* _Texto para leitura_
◆ ◆ ◆ ◆
Na sua opinião, qual seria o momento certo e como deve ser a volta às aulas presenciais? Entendo que as escolas nunca deveriam ter fechado. As evidências consideradas pelos dirigentes para tomar a decisão de fechar as escolas foram baseadas em dados de outros vírus respiratórios, como os da gripe, onde as crianças tem papel fundamental na transmissão. As evidências acerca do coronavírus e seu processo de transmissão mostram que crianças e jovens têm baixo risco para consequências sérias e duradouras relacionadas à Covid-19. A testagem comunitária demonstrou um número significativo de crianças assintomáticas. Além disso, medidas adotadas por escolas de diferentes países e comunidades foram exitosas em mitigar a disseminação da Covid-19. O correto seria termos um conhecimento maior para decidir o retorno do modelo presencial, mas, apesar de 15 meses de pandemia, ainda estamos em processo contínuo de atualização, o que nos impossibilita de fazer afirmações definitivas sobre o assunto.

 

Entre as regras em Ribeirão Preto, estão protocolos como a limitação de até 35% nas salas e a divisão dos alunos em grupos. Você considera que essas são medidas efetivas?

São boas medidas. Em adição a elas, as escolas deveriam possuir uma força-tarefa que considera as medi - das comportamentais, que são as ferramentas mais preciosas para mitigação da transmissão do vírus: com uma comunicação de risco clara para alunos, pais e funcionários de toda comunidade; o ensino da necessidade de práticas higiênicas, como lavar as mãos e evitar tocá-las no próprio rosto; o uso contínuo de máscaras; o distanciamento físico e o lockdown na comunidade quando a letalidade do vírus alcançar índices muito elevados. Ademais, recomenda-se testagem, testagem e testagem. Não é exagero, mas uma necessidade de primeira ordem.

Como você avalia as experiências internacionais relativas à reabertura das escolas no período de pandemia até o momento?
◆ ◆ ◆ ◆
* _Os registros_
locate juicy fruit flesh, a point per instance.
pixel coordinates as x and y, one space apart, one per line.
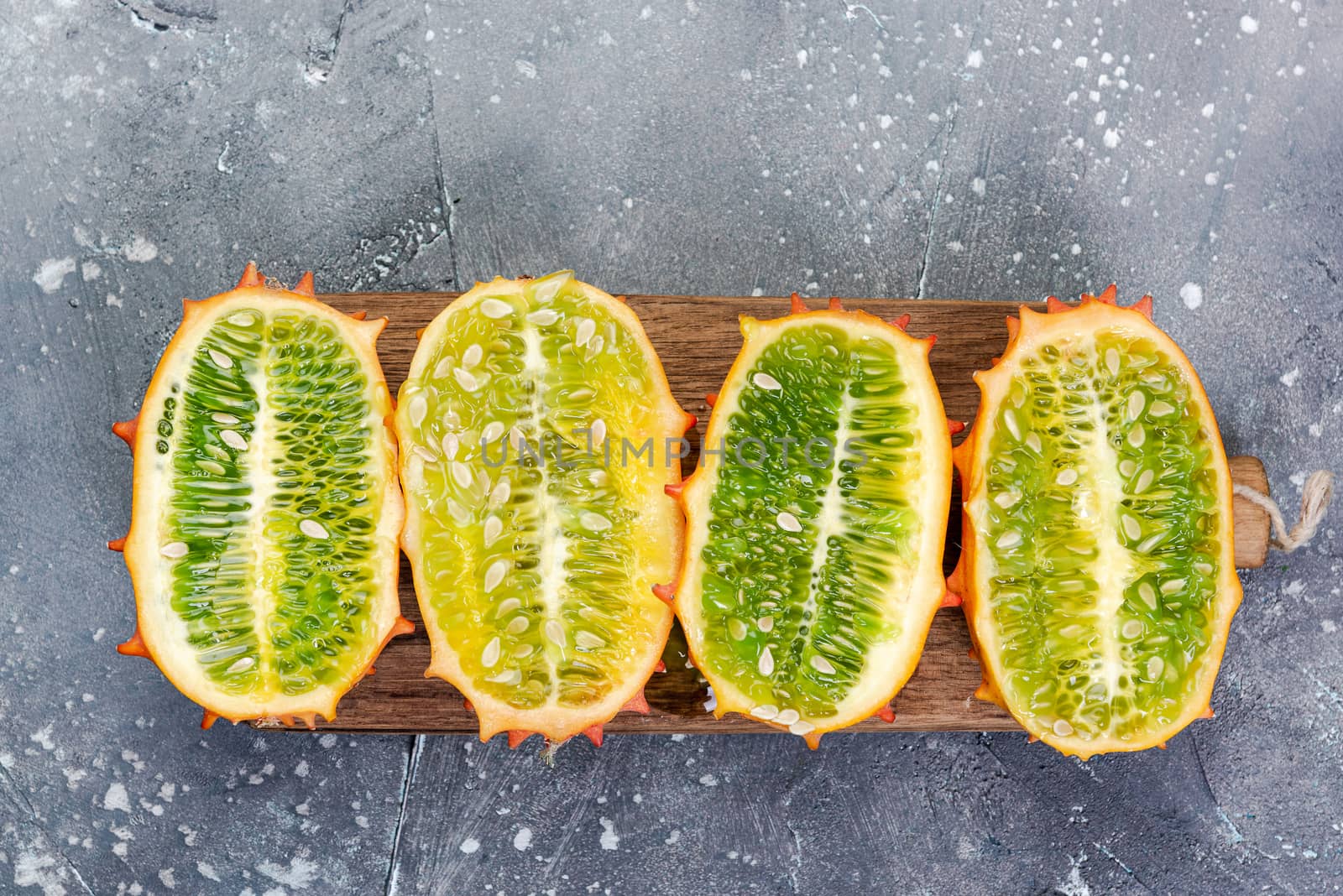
523 466
1101 519
807 557
270 510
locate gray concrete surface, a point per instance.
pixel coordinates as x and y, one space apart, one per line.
891 148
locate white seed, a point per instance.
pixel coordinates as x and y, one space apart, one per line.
467 378
420 407
496 573
586 331
588 642
766 663
462 474
1137 401
313 529
490 655
594 522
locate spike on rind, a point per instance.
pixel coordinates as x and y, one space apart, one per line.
125 430
252 277
638 703
133 647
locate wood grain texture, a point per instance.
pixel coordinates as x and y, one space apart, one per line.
698 338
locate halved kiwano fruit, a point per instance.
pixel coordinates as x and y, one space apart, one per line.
1098 565
539 432
816 524
262 539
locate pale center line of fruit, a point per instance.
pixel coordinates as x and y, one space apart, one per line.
830 519
552 553
1114 565
264 487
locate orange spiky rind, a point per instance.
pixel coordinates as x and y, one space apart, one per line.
1027 333
930 585
555 721
152 638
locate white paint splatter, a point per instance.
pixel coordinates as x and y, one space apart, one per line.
53 273
116 799
1192 294
610 840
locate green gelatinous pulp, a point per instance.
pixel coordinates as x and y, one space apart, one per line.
790 615
269 431
1103 526
530 542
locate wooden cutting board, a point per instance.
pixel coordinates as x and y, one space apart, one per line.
698 338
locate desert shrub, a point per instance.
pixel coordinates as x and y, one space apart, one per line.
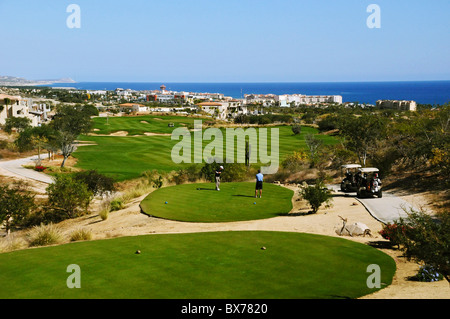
97 183
316 195
10 243
16 204
68 197
282 175
180 177
81 234
116 204
427 273
392 232
295 161
296 129
44 235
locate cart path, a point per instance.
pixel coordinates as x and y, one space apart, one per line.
386 209
15 168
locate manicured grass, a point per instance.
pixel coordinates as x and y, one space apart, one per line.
138 125
127 157
202 203
219 265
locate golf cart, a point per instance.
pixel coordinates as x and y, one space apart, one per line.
369 184
349 183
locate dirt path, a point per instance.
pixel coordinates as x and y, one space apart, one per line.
131 222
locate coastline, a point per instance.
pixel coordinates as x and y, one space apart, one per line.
423 92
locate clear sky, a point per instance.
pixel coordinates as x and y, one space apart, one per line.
226 40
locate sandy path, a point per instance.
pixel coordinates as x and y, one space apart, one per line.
131 222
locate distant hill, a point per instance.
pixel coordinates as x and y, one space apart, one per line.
16 81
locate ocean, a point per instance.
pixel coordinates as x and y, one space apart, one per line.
423 92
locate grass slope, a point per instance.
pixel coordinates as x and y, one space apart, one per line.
127 157
202 203
228 265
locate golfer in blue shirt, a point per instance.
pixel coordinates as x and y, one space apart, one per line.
259 181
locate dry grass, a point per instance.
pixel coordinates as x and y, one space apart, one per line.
80 234
45 235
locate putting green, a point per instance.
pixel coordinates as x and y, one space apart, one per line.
202 203
217 265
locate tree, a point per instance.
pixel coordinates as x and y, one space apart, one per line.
425 239
69 122
97 183
67 197
19 123
316 195
296 129
361 133
314 144
16 203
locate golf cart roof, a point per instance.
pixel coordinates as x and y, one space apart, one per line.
368 169
351 166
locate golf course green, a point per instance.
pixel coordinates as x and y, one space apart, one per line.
126 157
228 265
202 203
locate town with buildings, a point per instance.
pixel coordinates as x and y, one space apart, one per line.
36 103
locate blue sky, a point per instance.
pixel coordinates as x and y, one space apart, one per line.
226 41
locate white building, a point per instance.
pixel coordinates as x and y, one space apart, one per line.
298 99
16 106
133 107
397 105
223 110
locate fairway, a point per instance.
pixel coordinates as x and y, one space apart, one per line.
218 265
127 157
202 203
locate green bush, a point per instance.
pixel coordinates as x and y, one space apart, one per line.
116 204
81 234
44 235
316 195
68 197
97 183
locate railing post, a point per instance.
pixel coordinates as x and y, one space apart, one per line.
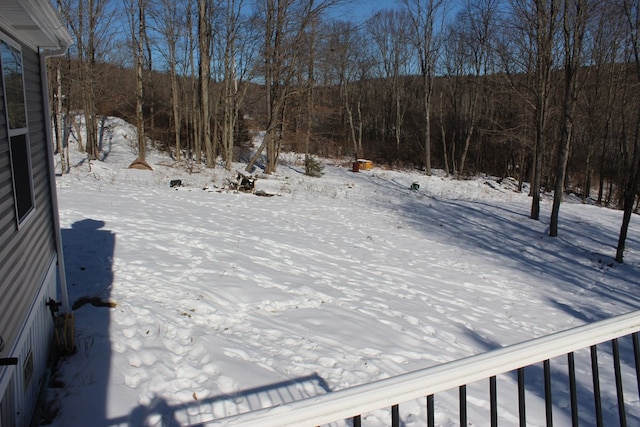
636 354
521 402
493 401
548 402
619 390
430 411
595 372
572 389
395 416
463 405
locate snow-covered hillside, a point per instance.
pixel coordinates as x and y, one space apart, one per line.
227 302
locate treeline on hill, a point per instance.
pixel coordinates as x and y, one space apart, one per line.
546 91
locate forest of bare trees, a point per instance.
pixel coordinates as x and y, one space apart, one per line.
543 91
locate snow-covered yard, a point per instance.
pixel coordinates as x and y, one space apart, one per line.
227 302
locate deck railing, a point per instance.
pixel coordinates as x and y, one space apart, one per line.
599 338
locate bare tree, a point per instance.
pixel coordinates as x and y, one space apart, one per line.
575 15
284 25
535 25
172 26
352 66
90 22
631 14
205 36
424 23
389 31
137 24
477 30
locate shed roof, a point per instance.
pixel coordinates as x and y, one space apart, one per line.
35 23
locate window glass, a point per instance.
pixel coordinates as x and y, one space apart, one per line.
15 109
13 85
21 175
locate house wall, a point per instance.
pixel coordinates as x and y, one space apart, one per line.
27 261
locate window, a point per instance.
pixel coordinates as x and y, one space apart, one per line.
16 115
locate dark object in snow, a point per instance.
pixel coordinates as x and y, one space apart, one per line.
243 183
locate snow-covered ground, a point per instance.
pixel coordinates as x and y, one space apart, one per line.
227 302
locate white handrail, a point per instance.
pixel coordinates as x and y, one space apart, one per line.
346 403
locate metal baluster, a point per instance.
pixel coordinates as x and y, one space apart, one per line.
572 389
395 416
493 401
430 412
548 403
463 405
521 402
595 372
618 372
636 353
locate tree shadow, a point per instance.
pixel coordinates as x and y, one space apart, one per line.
89 250
200 412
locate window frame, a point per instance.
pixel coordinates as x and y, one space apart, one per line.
23 158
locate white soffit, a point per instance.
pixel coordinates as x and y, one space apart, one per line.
35 23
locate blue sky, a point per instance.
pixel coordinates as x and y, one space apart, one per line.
358 10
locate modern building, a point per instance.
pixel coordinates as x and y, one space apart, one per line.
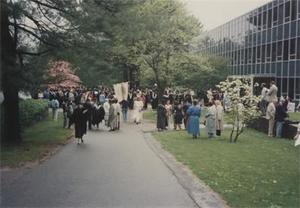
263 44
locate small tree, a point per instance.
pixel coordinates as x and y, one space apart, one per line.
242 105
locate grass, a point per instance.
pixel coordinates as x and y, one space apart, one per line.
257 171
294 116
37 141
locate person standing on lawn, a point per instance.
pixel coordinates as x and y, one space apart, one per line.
272 93
194 113
280 115
80 120
178 116
185 115
125 106
210 120
270 115
219 117
169 110
161 117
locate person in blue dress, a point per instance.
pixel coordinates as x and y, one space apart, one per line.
193 113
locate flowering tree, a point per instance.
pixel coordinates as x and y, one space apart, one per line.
242 105
60 74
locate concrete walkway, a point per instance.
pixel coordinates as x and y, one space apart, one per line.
111 169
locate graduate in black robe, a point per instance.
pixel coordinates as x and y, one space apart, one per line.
80 119
161 117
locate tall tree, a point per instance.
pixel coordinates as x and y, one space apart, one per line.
27 26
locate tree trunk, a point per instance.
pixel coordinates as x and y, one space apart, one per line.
9 85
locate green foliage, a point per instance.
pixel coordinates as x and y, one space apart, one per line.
32 110
241 104
255 172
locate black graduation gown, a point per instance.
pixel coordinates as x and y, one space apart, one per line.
161 117
80 119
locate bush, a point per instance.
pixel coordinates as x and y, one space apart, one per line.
32 110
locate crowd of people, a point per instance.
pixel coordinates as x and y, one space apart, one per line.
186 110
274 109
87 108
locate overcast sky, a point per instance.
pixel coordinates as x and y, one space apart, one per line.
213 13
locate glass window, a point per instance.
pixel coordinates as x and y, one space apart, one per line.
268 53
298 26
257 68
293 29
264 16
298 10
280 32
269 36
293 48
286 50
286 31
292 68
259 23
275 15
297 70
274 34
278 69
268 66
298 49
254 55
280 14
263 68
284 86
279 50
263 53
273 68
294 10
274 52
287 12
258 55
269 18
285 68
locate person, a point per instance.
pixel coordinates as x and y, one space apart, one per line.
138 110
297 136
54 104
272 93
112 118
70 111
65 114
102 98
193 113
106 107
270 115
80 120
169 110
125 106
219 117
161 117
185 115
178 116
280 115
118 111
264 99
210 120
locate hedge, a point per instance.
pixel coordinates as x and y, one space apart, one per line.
32 110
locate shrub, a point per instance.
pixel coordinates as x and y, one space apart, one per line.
32 110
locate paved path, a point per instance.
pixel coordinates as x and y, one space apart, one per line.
112 169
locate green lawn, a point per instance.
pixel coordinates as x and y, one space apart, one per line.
257 171
294 116
38 140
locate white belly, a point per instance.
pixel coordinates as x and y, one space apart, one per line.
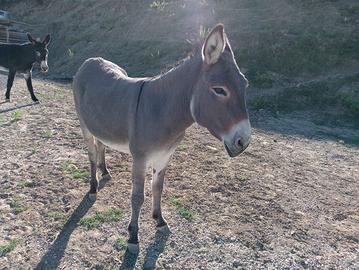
121 147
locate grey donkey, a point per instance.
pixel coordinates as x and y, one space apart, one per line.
147 117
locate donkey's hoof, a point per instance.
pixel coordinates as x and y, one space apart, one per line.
164 229
133 248
92 196
106 177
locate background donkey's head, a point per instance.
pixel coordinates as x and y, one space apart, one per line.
41 51
218 101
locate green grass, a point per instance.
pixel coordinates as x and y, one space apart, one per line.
16 115
351 102
96 220
182 210
47 134
28 184
5 249
74 171
160 5
17 206
121 244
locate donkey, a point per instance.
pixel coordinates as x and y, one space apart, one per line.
147 117
21 57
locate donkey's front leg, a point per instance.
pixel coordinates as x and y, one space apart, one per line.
10 80
158 178
137 198
27 76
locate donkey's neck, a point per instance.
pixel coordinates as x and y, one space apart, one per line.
175 89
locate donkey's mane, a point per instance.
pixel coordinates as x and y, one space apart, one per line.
194 52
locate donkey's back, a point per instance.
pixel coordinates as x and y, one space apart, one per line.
105 95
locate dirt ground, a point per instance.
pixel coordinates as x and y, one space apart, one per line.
289 202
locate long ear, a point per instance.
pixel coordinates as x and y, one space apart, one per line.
30 38
47 39
214 45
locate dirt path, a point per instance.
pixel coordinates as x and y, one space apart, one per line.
288 202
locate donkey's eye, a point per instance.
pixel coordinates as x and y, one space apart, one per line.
220 91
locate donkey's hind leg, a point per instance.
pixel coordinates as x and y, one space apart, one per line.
101 161
92 153
10 80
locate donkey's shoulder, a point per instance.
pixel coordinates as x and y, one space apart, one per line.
101 64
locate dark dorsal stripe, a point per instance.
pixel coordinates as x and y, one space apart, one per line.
139 95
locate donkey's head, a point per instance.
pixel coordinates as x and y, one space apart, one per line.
41 51
218 101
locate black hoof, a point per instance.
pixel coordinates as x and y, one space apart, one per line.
92 196
133 248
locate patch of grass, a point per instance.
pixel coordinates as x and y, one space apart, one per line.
28 184
121 244
16 115
96 220
263 102
159 5
17 206
151 56
182 210
75 172
47 134
350 102
5 249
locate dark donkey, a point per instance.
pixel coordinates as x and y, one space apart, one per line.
147 117
21 57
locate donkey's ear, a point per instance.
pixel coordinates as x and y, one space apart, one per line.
47 39
214 45
30 38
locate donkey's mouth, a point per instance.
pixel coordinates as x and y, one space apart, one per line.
233 152
230 153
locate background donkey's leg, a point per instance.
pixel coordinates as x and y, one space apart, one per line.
137 198
158 176
92 153
10 80
101 162
27 76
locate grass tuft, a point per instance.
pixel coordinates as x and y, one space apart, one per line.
16 115
96 220
182 210
159 5
121 244
75 172
18 207
5 249
47 134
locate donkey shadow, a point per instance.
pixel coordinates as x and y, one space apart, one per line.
16 107
153 251
53 256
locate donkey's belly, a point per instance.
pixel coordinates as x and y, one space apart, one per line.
121 147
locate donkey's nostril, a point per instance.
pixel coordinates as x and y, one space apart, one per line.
239 143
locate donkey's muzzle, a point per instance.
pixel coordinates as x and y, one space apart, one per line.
44 67
238 138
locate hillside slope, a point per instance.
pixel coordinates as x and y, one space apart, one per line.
298 55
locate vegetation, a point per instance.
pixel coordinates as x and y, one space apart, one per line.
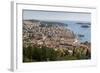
42 53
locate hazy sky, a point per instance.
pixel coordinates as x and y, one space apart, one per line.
47 15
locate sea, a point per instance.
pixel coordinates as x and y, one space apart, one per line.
82 30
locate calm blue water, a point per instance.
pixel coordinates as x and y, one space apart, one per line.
78 29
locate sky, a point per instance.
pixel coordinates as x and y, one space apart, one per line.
56 16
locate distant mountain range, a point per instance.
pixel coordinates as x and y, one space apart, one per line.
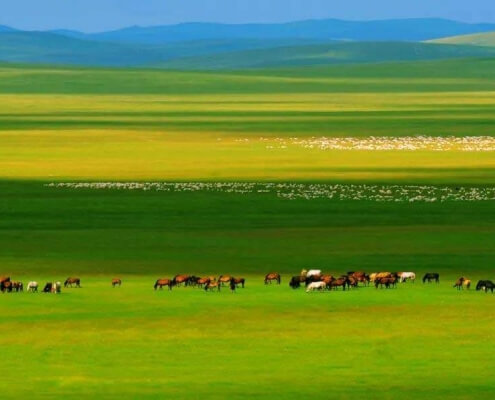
217 46
330 29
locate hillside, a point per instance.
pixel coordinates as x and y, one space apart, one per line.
327 29
334 53
51 48
479 39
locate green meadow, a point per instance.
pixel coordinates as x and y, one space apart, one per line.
61 124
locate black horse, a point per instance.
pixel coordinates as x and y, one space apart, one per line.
48 288
431 277
295 282
486 286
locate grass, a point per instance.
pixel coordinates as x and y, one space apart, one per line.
263 342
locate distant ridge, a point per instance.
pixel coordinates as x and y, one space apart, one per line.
328 29
477 39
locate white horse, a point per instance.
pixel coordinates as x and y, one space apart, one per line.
56 287
407 276
32 287
313 272
316 286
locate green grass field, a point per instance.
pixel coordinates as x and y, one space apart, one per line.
70 125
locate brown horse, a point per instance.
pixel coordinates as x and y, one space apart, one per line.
388 282
181 279
72 281
273 277
212 286
6 286
224 279
201 282
238 281
342 281
361 277
160 283
17 286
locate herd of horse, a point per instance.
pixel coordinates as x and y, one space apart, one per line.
313 280
208 283
8 286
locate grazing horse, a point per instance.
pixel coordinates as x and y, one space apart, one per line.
203 281
405 276
72 281
295 282
313 272
181 279
48 287
32 287
56 287
17 286
312 279
320 286
485 285
342 281
224 279
272 277
6 286
160 283
212 286
238 281
360 277
431 276
459 284
388 282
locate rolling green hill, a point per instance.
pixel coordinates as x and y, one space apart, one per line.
333 53
50 48
478 39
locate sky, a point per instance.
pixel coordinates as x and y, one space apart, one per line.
101 15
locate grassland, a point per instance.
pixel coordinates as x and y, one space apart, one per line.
418 341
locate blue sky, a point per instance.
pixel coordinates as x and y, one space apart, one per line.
98 15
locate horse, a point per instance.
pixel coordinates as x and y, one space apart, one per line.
327 279
360 277
342 281
388 282
181 279
32 287
203 281
238 281
48 287
313 272
312 279
272 277
6 286
212 286
431 276
405 276
17 286
72 281
320 286
160 283
459 284
56 287
295 282
224 279
485 285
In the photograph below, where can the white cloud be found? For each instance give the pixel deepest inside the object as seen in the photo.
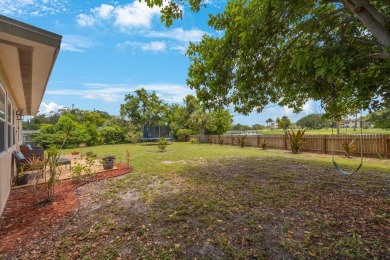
(136, 14)
(85, 20)
(154, 46)
(104, 11)
(157, 46)
(310, 108)
(75, 43)
(126, 17)
(180, 48)
(179, 34)
(288, 111)
(47, 108)
(114, 93)
(21, 8)
(106, 97)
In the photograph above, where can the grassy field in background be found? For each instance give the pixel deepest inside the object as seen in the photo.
(225, 202)
(328, 131)
(145, 156)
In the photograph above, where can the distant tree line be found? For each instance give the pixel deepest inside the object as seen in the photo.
(70, 127)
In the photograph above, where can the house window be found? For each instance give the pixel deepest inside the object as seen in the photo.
(9, 123)
(13, 126)
(2, 119)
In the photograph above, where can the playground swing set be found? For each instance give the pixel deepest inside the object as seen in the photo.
(154, 133)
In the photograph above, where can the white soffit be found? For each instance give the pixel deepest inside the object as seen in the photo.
(27, 55)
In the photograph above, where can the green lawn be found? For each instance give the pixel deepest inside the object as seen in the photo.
(329, 131)
(225, 202)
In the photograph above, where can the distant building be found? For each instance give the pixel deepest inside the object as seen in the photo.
(351, 123)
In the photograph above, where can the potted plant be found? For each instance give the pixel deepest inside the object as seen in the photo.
(108, 162)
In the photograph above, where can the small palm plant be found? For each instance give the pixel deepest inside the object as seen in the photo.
(295, 139)
(349, 147)
(263, 144)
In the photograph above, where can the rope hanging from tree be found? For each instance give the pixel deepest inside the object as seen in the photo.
(338, 168)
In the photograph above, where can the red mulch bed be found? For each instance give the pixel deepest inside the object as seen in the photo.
(25, 219)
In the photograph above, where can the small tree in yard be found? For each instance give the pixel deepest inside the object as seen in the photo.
(295, 139)
(349, 146)
(162, 144)
(53, 154)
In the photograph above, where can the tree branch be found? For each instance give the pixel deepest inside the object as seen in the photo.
(314, 23)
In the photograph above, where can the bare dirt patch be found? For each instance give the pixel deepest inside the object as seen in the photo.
(25, 220)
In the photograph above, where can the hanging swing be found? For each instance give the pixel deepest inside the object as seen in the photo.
(338, 168)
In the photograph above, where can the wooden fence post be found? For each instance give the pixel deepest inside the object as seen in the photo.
(386, 151)
(285, 142)
(324, 144)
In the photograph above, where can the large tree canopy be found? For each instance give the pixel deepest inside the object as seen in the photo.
(288, 52)
(144, 108)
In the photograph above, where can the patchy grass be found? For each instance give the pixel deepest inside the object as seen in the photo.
(218, 202)
(329, 131)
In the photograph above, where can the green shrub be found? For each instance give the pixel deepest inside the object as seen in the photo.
(295, 139)
(91, 154)
(242, 140)
(263, 144)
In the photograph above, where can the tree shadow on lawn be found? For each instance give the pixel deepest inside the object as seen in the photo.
(254, 207)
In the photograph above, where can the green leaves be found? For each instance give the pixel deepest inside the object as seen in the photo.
(295, 139)
(287, 52)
◆ ◆ ◆ ◆
* _O que fazer_
Cite, sem alterações, o trecho da entrevista sobre a volta às aulas presenciais que vai de "Entre as regras" até "de primeira ordem.".

* _Solução a seguir_
Entre as regras em Ribeirão Preto, estão protocolos como a limitação de até 35% nas salas e a divisão dos alunos em grupos. Você considera que essas são medidas efetivas?

São boas medidas. Em adição a elas, as escolas deveriam possuir uma força-tarefa que considera as medi - das comportamentais, que são as ferramentas mais preciosas para mitigação da transmissão do vírus: com uma comunicação de risco clara para alunos, pais e funcionários de toda comunidade; o ensino da necessidade de práticas higiênicas, como lavar as mãos e evitar tocá-las no próprio rosto; o uso contínuo de máscaras; o distanciamento físico e o lockdown na comunidade quando a letalidade do vírus alcançar índices muito elevados. Ademais, recomenda-se testagem, testagem e testagem. Não é exagero, mas uma necessidade de primeira ordem.